## Compiti da svolgere
a) Ricopia dal blocco di testo il passo che va da "Infatti nel Corano" fino a "Inferno, Purgatorio, Paradiso." incluso.
b) Secondo il blocco di testo, quanto tempo prima della Divina Commedia fu scritto il "Libro delle Tre Scritture" di Bonvesin de la Riva?

La descrizione che è stata fatta di questi luoghi, spesso sembra essere quasi una fotocopia. Secondo alcuni, infatti, ciò dipenderebbe dal fatto che Dante Alighieri, con la sua “Divina Commedia“, avrebbe influenzato l’idea di ognuno sull’Inferno, sul Purgatorio e sul Paradiso.
Indubbiamente, non si può negare che quest’opera abbia inciso profondamente sul pensiero e sulla visione del mondo nel corso dei secoli, come anche nel campo della cultura, della filosofia e dell’arte.
Viene allora da domandarsi se anche Dante Alighieri possa essere stato influenzato nel suo pensiero da qualche opera scritta da altri autori nei secoli precedenti – come sostengono alcuni – o invece se la sua opera possa essere stata frutto di un’ispirazione divina o magari una pura invenzione.
Secondo una teoria sostenuta dal gesuita Miguel Asín Palacios (1871 – 1944) – religioso storico ed arabista – la Divina Commedia di Dante Alighieri sarebbe frutto di un plagio del Corano.
Infatti nel Corano si parla del “Isrāʾ e Miʿrāj”, cioè del viaggio durante il quale Maometto sorvola l’Inferno con un angelo e vede le torture inflitte ai dannati. Qualcosa simile, dunque, a quello che Dante racconta nella Divina Commedia.
Secondo altri invece, Dante Alighieri avrebbe copiato il testo dal titolo del “Libro delle Tre Scritture” di Bonvesin de la Riva, scritto circa 50 anni prima della Divina Commedia. I motivi addotti a sostegno di tale tesi sono alcune caratteristiche comuni ai due scritti.
Entrambi i libri narrano della vita oltre la morte: dove finirà l’anima una volta morto il corpo? Indagano sulle miserie umane, sul peccato, la dannazione e la redenzione.
I due poemi sono suddivisi in tre parti: Inferno, Purgatorio, Paradiso.
Sia Dante Alighieri che Bonvesin de la Riva sono influenzati dalla spiritualità francescana ed entrambi gli autori castigano le anime seguendo la legge del contrappasso.

Dati registrati
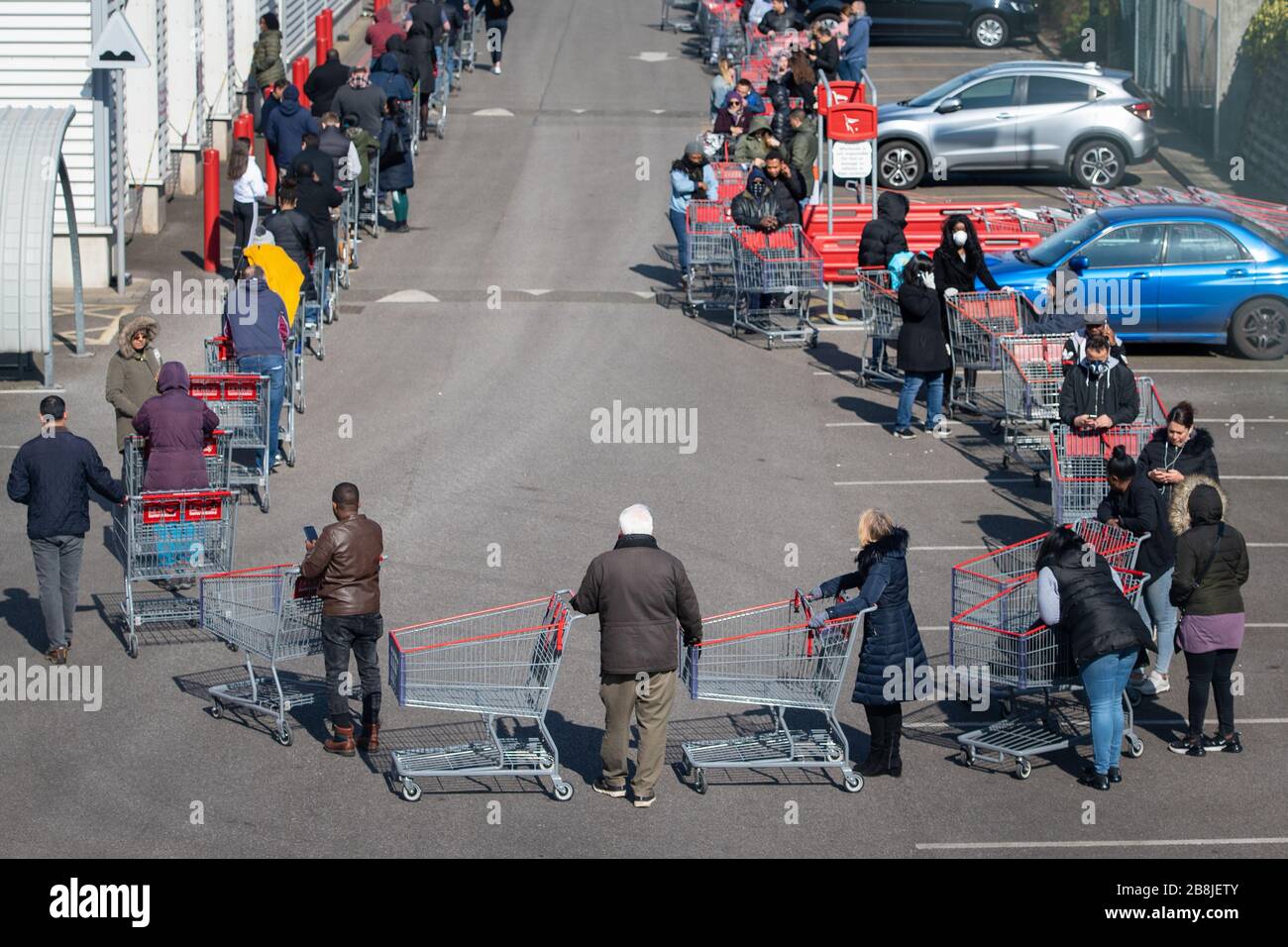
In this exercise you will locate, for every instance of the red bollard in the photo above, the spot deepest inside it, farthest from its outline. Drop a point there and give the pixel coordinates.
(320, 38)
(210, 189)
(299, 75)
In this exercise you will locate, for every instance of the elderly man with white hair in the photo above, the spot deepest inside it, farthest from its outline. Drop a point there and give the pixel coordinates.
(640, 594)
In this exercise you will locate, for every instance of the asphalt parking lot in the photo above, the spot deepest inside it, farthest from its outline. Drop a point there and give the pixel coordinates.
(471, 428)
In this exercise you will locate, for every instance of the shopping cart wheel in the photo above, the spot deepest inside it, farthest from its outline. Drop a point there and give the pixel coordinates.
(699, 781)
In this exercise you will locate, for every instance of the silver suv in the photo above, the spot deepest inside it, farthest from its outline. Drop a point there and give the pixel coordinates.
(1087, 120)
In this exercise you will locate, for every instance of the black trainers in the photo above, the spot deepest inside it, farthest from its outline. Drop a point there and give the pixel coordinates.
(610, 791)
(1189, 746)
(1219, 744)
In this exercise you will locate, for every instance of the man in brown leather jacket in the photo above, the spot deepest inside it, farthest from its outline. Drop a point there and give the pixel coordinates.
(346, 562)
(642, 594)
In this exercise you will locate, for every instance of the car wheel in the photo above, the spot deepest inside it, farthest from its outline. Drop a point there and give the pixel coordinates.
(1260, 329)
(990, 31)
(1099, 162)
(901, 165)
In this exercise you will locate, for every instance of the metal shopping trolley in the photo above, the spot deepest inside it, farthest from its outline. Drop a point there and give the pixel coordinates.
(217, 453)
(774, 277)
(709, 253)
(977, 324)
(1078, 467)
(1005, 638)
(984, 577)
(171, 538)
(769, 656)
(498, 663)
(271, 613)
(241, 402)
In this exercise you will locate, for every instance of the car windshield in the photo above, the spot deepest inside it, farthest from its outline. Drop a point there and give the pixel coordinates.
(1054, 248)
(928, 98)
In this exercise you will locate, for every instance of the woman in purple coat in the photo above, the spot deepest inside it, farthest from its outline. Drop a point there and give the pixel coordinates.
(175, 425)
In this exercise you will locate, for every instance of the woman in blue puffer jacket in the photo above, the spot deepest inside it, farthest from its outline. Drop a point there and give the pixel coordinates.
(890, 635)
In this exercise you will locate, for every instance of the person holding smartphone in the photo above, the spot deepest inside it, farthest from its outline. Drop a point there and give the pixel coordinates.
(344, 560)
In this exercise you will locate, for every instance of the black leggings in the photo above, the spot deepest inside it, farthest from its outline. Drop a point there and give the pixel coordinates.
(243, 217)
(1211, 669)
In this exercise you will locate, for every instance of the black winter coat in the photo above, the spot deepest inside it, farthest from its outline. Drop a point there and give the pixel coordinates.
(1138, 510)
(640, 594)
(890, 634)
(1196, 458)
(1095, 615)
(884, 237)
(53, 476)
(921, 338)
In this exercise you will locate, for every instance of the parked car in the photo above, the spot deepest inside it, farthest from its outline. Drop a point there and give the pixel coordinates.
(1171, 272)
(987, 24)
(1090, 121)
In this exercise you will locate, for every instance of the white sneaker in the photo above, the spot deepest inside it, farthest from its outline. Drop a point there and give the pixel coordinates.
(1155, 684)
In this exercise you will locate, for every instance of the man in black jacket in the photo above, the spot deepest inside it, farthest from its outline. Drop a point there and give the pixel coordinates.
(640, 594)
(52, 475)
(1100, 392)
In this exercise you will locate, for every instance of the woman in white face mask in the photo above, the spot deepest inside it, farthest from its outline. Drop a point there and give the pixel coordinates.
(922, 347)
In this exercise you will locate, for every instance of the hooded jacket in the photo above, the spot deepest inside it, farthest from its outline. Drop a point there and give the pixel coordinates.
(1140, 510)
(380, 31)
(890, 634)
(1113, 393)
(1095, 617)
(1198, 506)
(884, 237)
(323, 82)
(1196, 457)
(387, 76)
(284, 128)
(132, 376)
(640, 594)
(175, 425)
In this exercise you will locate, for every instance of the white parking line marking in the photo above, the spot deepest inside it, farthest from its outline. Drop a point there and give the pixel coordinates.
(1090, 843)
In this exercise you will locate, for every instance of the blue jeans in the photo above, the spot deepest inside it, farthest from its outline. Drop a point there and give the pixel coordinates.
(1158, 612)
(1106, 680)
(912, 381)
(273, 367)
(682, 237)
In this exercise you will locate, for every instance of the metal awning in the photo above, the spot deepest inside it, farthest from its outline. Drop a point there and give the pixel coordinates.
(31, 145)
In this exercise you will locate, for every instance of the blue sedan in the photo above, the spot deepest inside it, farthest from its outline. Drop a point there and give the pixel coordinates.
(1170, 272)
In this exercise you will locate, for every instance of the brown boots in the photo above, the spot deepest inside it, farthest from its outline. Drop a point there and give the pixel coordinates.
(342, 742)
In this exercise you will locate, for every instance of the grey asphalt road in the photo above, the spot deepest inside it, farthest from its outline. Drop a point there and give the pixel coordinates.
(471, 427)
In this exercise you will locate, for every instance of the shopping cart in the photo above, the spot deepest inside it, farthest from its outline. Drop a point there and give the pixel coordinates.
(241, 403)
(769, 656)
(171, 539)
(709, 254)
(217, 453)
(1078, 467)
(1004, 638)
(498, 663)
(268, 612)
(984, 577)
(977, 324)
(774, 277)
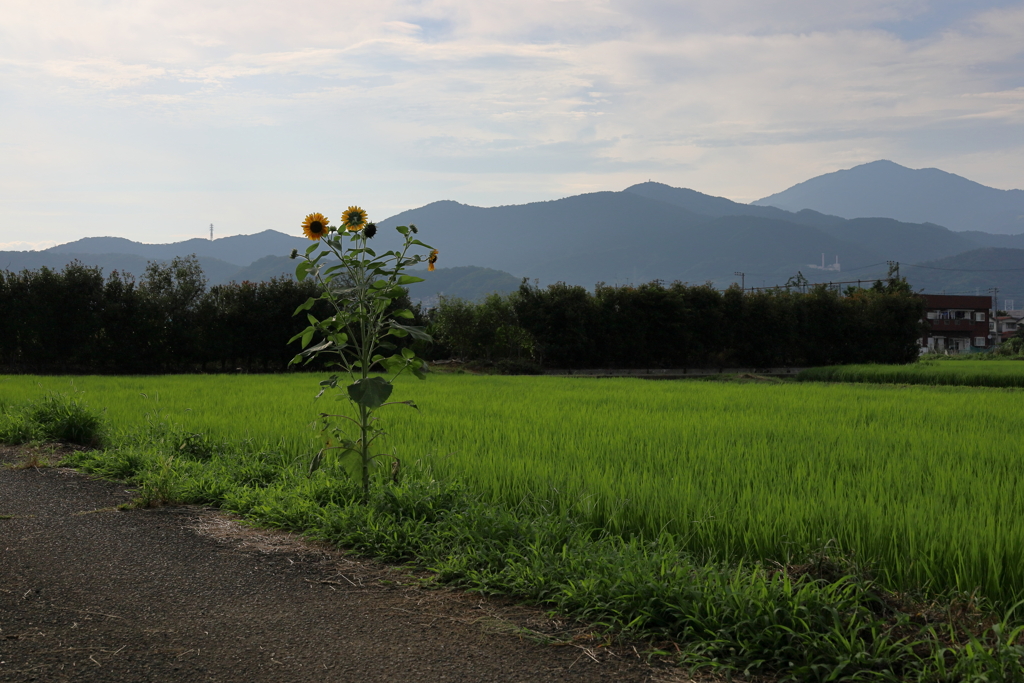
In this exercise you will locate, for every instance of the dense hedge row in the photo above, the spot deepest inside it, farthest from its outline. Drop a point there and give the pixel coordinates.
(680, 326)
(76, 321)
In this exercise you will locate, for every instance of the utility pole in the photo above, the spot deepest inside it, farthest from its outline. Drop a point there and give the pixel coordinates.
(994, 317)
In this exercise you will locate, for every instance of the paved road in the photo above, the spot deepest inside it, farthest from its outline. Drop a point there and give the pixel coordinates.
(180, 594)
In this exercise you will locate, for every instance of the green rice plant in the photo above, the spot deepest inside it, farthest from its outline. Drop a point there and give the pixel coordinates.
(960, 373)
(823, 621)
(15, 428)
(919, 483)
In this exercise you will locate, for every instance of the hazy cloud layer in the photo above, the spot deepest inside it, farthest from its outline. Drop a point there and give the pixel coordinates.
(152, 120)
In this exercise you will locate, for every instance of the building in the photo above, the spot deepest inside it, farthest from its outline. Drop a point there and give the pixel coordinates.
(957, 324)
(1005, 327)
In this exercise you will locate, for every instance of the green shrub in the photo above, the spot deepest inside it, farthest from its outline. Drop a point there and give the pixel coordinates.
(62, 418)
(513, 367)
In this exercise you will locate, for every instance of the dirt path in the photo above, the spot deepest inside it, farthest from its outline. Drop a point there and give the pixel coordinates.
(88, 593)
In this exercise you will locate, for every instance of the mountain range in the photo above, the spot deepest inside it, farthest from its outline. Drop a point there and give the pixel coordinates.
(655, 231)
(916, 196)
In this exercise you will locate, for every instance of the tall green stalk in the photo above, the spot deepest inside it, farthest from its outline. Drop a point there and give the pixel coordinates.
(355, 335)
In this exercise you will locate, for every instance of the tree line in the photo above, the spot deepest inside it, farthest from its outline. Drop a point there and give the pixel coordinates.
(168, 321)
(683, 326)
(77, 321)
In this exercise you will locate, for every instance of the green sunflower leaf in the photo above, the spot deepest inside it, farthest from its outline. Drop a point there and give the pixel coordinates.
(371, 392)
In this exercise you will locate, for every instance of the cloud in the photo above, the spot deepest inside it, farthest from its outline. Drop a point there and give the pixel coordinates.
(475, 100)
(28, 246)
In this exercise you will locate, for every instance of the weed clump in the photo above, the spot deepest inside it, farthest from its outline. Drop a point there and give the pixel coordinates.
(56, 417)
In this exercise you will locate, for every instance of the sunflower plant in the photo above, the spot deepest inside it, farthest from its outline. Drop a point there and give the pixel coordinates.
(357, 337)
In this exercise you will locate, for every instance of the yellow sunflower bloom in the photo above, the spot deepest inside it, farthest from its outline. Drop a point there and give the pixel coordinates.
(354, 219)
(314, 226)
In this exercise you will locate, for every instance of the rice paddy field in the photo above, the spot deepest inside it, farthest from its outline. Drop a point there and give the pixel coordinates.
(958, 373)
(921, 482)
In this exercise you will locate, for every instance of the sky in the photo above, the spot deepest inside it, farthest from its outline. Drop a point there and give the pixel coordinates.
(153, 119)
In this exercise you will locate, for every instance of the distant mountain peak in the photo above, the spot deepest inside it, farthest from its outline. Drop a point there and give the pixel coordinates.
(885, 188)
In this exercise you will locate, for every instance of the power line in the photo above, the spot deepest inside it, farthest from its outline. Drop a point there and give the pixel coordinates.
(934, 267)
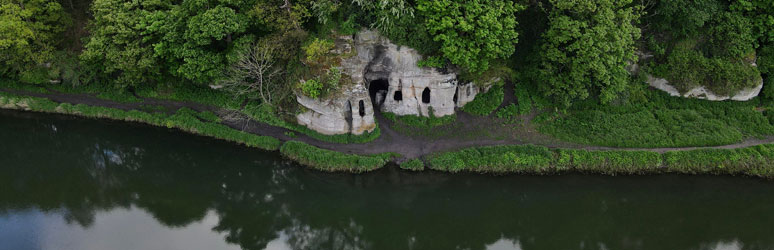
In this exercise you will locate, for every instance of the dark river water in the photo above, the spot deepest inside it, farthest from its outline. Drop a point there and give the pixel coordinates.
(72, 183)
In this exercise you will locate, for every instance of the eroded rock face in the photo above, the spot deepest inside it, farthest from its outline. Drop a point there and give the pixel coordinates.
(410, 90)
(386, 75)
(703, 93)
(700, 92)
(349, 111)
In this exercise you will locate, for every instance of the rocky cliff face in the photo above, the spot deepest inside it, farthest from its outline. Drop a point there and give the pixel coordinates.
(700, 92)
(386, 77)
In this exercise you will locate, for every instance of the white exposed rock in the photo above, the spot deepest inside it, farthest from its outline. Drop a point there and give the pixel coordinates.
(369, 58)
(349, 111)
(702, 92)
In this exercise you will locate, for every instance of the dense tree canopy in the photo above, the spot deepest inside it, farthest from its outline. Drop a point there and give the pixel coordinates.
(576, 49)
(28, 32)
(586, 48)
(473, 32)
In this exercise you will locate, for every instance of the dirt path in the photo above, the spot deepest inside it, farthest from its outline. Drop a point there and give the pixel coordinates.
(389, 141)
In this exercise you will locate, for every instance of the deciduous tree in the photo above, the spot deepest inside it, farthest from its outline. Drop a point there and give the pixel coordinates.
(585, 49)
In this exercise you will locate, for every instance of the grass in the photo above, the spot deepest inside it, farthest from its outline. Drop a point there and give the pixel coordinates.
(413, 165)
(484, 104)
(661, 121)
(333, 161)
(757, 161)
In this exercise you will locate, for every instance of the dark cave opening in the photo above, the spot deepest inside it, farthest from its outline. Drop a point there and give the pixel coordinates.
(426, 95)
(377, 90)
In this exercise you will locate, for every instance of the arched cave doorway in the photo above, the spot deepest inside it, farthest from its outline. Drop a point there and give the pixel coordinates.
(361, 108)
(426, 95)
(456, 92)
(377, 90)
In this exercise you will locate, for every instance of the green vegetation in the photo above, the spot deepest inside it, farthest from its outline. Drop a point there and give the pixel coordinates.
(585, 49)
(472, 32)
(28, 37)
(413, 165)
(708, 43)
(661, 121)
(495, 159)
(751, 161)
(486, 103)
(327, 160)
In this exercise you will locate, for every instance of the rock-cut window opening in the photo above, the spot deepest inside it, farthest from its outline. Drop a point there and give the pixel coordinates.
(426, 95)
(361, 108)
(377, 90)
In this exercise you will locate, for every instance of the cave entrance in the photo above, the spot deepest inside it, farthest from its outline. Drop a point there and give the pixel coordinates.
(377, 89)
(426, 95)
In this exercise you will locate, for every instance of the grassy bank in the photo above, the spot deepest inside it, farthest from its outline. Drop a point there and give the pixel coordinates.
(755, 161)
(659, 120)
(332, 161)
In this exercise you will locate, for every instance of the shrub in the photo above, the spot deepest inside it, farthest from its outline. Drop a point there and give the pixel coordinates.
(327, 160)
(485, 103)
(495, 159)
(662, 121)
(312, 88)
(413, 165)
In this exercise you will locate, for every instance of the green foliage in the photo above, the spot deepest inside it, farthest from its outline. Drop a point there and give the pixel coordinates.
(753, 161)
(684, 19)
(386, 15)
(312, 88)
(686, 68)
(29, 34)
(484, 104)
(432, 62)
(317, 49)
(663, 121)
(413, 165)
(327, 160)
(191, 93)
(586, 48)
(118, 44)
(610, 162)
(495, 159)
(472, 33)
(761, 14)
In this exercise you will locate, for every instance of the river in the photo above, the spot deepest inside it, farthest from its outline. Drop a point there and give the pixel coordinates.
(69, 183)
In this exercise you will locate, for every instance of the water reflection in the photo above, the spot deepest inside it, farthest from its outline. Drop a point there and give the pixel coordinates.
(105, 185)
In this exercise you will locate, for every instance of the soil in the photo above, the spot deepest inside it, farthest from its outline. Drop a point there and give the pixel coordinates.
(468, 130)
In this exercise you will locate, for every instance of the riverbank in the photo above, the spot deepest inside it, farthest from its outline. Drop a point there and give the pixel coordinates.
(752, 157)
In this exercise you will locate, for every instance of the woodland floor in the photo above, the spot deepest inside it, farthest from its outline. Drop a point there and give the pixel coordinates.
(467, 131)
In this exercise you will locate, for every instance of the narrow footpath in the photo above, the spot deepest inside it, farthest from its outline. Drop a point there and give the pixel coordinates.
(389, 141)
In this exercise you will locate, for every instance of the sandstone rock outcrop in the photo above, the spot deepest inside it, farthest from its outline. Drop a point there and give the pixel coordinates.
(699, 92)
(702, 92)
(385, 76)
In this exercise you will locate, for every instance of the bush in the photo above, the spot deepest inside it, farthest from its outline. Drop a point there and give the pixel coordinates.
(327, 160)
(485, 103)
(311, 88)
(662, 121)
(413, 165)
(495, 159)
(610, 162)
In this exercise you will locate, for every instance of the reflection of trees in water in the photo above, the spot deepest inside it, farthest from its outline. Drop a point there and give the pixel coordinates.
(258, 198)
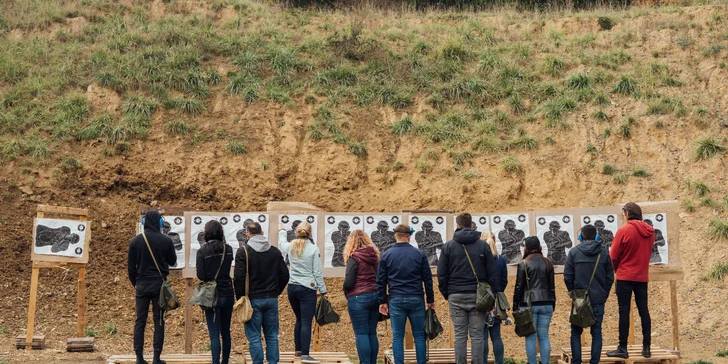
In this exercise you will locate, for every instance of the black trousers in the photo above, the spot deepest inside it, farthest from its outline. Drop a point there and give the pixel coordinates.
(146, 293)
(624, 290)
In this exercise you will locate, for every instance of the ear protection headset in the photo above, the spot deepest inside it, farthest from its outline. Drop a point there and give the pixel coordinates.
(410, 231)
(161, 222)
(581, 239)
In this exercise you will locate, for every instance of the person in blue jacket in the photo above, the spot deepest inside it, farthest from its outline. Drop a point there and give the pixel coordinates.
(493, 324)
(403, 271)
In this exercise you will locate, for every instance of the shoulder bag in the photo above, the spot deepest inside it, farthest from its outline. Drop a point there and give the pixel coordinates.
(523, 319)
(167, 299)
(243, 310)
(484, 298)
(581, 311)
(205, 293)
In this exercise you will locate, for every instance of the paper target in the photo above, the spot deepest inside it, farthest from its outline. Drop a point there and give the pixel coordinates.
(429, 235)
(510, 232)
(556, 233)
(59, 237)
(606, 226)
(660, 248)
(337, 229)
(380, 229)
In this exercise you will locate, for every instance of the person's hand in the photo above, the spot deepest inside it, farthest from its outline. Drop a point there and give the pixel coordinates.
(384, 309)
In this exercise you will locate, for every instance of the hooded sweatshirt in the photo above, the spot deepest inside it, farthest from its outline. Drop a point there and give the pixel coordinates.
(361, 272)
(454, 272)
(579, 268)
(631, 250)
(266, 267)
(140, 265)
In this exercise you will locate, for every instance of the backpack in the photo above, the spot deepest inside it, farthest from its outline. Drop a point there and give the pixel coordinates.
(581, 311)
(484, 298)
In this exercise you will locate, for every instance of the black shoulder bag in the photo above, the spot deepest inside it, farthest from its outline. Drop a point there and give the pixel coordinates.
(523, 319)
(581, 311)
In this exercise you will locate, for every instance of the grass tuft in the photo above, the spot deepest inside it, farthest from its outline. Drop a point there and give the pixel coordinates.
(708, 147)
(236, 147)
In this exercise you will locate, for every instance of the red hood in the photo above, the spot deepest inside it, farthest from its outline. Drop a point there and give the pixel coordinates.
(643, 228)
(366, 255)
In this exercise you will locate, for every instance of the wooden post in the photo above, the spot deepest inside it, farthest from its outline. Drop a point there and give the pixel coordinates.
(31, 307)
(188, 316)
(316, 337)
(674, 314)
(81, 300)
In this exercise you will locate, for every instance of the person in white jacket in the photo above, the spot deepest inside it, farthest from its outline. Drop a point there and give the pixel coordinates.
(306, 278)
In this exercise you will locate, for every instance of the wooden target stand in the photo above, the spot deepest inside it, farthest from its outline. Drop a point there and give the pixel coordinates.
(79, 343)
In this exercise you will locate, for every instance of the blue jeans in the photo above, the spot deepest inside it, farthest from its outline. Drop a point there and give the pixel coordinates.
(265, 315)
(218, 324)
(596, 330)
(364, 314)
(401, 309)
(303, 303)
(495, 337)
(542, 318)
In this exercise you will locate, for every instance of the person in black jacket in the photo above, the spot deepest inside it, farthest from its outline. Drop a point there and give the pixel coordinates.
(268, 276)
(465, 261)
(540, 284)
(214, 260)
(580, 264)
(147, 277)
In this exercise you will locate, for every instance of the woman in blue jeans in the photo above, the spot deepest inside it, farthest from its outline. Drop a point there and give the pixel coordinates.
(213, 264)
(306, 278)
(535, 286)
(492, 324)
(360, 288)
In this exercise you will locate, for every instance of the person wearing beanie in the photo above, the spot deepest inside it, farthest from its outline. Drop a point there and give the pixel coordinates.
(147, 280)
(588, 266)
(540, 284)
(630, 254)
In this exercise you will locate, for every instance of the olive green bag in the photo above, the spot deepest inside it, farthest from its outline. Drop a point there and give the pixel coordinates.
(581, 311)
(484, 297)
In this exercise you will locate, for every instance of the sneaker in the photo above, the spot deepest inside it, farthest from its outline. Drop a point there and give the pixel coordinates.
(621, 352)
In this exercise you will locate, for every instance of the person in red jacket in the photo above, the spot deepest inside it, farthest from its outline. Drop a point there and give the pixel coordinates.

## Soluzioni dei compiti
a)
Infatti nel Corano si parla del “Isrāʾ e Miʿrāj”, cioè del viaggio durante il quale Maometto sorvola l’Inferno con un angelo e vede le torture inflitte ai dannati. Qualcosa simile, dunque, a quello che Dante racconta nella Divina Commedia.
Secondo altri invece, Dante Alighieri avrebbe copiato il testo dal titolo del “Libro delle Tre Scritture” di Bonvesin de la Riva, scritto circa 50 anni prima della Divina Commedia. I motivi addotti a sostegno di tale tesi sono alcune caratteristiche comuni ai due scritti.
Entrambi i libri narrano della vita oltre la morte: dove finirà l’anima una volta morto il corpo? Indagano sulle miserie umane, sul peccato, la dannazione e la redenzione.
I due poemi sono suddivisi in tre parti: Inferno, Purgatorio, Paradiso.

b) Circa 50 anni prima.